_DIRECTIONS FOR THIS TASK_. Using only the records, tally the lines with "shoreline" in them and state that total by itself.

_SUPPLIED MATERIAL_.
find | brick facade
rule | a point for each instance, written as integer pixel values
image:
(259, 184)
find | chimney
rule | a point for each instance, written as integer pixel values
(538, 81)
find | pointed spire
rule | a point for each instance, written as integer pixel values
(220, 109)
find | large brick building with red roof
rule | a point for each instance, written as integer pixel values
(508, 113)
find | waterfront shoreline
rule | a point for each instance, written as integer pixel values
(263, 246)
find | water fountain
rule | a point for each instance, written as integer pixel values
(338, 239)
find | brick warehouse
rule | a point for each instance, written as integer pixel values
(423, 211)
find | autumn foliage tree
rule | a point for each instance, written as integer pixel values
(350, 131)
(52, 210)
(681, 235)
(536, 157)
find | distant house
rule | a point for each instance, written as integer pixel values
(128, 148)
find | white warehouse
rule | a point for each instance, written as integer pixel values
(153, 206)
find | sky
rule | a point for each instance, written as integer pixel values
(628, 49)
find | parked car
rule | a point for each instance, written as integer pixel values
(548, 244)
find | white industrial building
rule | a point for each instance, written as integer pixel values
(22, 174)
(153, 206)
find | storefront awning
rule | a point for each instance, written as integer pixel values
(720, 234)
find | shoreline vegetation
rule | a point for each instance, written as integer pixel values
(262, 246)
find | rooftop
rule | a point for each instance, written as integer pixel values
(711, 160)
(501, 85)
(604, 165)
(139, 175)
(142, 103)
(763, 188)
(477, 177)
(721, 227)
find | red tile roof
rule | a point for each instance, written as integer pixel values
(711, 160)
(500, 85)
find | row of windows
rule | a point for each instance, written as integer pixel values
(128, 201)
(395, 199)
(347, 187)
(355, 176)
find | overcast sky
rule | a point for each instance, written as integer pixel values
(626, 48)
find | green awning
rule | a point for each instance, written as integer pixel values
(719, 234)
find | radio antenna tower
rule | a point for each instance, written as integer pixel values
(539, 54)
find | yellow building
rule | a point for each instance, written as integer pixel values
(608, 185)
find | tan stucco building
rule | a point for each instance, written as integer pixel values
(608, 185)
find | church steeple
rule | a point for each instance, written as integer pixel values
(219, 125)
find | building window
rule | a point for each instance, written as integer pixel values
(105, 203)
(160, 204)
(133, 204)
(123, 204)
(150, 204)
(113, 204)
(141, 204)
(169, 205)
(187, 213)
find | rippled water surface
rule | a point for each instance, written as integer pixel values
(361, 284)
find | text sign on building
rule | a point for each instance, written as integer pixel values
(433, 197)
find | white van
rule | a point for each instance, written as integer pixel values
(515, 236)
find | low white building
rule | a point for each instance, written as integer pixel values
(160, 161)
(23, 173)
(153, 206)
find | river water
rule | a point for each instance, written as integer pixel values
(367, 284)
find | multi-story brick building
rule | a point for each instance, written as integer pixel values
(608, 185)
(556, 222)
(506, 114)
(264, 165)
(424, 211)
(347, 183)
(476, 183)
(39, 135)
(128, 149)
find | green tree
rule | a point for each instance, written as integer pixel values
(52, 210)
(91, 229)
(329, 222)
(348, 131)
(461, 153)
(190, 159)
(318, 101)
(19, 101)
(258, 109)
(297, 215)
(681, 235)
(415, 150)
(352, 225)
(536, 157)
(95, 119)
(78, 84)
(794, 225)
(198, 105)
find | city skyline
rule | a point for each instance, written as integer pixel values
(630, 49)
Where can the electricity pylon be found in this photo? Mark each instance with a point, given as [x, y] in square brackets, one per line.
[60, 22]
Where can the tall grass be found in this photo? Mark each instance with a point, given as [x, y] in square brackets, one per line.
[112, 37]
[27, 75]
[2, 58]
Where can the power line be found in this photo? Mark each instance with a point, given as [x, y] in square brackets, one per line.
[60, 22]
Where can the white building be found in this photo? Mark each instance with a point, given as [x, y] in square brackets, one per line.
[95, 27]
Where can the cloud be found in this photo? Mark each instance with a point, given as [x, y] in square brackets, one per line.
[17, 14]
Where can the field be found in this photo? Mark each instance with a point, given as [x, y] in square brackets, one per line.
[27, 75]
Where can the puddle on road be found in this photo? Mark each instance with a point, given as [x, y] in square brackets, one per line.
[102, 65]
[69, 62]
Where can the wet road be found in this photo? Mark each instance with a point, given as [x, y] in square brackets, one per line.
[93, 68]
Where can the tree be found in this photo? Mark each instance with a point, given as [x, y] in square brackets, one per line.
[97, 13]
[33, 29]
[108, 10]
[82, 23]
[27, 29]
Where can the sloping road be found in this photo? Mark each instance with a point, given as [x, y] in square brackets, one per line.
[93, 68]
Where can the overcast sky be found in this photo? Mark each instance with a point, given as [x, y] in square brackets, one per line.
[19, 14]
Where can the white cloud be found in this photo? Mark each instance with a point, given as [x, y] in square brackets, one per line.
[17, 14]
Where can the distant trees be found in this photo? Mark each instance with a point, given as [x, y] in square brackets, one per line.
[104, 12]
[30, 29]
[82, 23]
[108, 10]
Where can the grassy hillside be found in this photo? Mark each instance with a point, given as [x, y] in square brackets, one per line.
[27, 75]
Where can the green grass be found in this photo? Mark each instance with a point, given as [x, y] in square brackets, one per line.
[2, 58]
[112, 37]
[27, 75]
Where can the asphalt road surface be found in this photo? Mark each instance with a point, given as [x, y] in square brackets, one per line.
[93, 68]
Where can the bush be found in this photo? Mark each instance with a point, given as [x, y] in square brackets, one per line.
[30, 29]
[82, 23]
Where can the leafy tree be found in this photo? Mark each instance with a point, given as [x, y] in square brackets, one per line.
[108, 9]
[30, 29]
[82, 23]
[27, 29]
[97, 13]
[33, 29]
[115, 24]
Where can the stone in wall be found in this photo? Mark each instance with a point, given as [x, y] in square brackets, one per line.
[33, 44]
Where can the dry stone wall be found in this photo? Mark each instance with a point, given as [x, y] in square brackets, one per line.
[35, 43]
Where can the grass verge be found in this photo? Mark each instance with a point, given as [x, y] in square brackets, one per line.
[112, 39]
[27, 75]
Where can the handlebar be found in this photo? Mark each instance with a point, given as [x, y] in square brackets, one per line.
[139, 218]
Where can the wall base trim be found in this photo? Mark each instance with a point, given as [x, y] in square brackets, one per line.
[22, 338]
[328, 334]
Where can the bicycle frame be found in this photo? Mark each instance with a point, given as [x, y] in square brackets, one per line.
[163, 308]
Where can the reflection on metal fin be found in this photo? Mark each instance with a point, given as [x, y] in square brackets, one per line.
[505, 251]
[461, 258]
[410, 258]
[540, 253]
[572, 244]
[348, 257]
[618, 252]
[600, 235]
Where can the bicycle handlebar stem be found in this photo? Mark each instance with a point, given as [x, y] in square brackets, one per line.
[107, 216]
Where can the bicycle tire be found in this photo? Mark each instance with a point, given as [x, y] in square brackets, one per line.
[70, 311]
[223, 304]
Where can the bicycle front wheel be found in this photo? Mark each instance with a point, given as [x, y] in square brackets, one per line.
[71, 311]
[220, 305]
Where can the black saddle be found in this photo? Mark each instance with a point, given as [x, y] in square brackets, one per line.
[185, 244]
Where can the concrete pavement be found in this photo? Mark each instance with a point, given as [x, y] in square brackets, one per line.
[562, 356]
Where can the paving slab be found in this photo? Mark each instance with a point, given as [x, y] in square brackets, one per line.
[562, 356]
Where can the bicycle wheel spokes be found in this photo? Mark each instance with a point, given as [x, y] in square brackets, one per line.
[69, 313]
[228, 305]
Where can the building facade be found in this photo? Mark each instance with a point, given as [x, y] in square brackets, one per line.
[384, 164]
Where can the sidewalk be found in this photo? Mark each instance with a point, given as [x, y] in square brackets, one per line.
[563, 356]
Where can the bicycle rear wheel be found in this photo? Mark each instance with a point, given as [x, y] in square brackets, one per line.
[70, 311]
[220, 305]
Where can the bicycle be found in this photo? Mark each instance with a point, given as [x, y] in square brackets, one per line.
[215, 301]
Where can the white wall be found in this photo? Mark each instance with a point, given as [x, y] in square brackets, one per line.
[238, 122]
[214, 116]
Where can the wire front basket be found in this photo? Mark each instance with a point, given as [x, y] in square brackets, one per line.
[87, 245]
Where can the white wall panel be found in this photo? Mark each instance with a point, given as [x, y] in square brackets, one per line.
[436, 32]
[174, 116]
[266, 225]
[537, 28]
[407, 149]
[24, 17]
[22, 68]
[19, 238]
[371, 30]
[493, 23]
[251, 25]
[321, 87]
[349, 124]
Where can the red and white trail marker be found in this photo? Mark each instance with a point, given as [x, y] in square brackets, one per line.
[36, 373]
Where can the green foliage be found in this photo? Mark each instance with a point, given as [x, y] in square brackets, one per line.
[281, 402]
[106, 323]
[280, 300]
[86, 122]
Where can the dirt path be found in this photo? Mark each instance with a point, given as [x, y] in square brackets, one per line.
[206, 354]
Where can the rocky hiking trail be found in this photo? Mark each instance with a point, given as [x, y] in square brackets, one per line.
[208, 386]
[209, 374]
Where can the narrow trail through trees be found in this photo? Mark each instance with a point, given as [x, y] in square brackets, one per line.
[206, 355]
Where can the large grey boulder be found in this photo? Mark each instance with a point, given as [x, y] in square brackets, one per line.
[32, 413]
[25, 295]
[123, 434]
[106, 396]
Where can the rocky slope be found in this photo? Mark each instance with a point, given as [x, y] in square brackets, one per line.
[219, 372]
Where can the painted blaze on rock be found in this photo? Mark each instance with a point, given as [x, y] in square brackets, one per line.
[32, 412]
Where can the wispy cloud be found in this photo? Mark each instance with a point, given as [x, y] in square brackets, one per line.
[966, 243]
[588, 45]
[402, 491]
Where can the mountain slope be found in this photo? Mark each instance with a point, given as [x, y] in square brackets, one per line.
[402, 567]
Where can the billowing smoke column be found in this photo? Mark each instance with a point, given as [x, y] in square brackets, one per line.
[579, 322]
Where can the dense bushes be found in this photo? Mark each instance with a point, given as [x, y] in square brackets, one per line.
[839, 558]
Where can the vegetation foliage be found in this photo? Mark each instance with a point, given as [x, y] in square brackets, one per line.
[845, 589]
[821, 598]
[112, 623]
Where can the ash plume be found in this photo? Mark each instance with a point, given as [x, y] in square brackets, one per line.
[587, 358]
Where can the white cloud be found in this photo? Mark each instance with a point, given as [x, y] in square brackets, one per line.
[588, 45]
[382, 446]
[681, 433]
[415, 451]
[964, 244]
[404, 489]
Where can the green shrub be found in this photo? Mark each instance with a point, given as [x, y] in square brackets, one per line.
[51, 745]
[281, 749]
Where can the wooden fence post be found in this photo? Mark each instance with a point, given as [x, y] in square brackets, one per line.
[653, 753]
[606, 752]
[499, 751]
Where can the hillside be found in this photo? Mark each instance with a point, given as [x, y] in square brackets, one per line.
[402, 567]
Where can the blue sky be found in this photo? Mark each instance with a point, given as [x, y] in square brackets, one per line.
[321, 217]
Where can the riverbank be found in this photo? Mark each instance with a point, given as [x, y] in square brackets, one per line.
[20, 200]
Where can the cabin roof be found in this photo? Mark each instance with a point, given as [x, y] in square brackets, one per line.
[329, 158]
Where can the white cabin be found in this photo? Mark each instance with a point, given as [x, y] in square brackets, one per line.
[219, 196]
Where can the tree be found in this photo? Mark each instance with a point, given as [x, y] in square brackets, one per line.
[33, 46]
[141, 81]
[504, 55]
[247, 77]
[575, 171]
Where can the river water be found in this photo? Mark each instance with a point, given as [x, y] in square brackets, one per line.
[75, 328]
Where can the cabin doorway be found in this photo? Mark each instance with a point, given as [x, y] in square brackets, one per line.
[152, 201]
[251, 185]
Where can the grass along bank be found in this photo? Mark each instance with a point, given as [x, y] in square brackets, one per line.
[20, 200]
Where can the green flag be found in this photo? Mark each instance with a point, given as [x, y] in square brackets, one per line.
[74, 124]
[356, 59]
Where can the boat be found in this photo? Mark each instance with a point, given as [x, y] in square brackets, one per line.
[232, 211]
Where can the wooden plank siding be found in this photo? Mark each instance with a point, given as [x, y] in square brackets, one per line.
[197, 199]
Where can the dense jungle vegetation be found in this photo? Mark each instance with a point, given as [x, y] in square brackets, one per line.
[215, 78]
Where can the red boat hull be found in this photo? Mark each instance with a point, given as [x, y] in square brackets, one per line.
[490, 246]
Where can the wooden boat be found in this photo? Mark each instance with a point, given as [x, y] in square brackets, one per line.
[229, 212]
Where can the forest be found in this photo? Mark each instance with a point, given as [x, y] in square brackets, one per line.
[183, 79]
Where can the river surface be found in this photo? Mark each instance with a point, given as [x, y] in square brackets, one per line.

_SOLUTION FOR THIS PROBLEM_. 2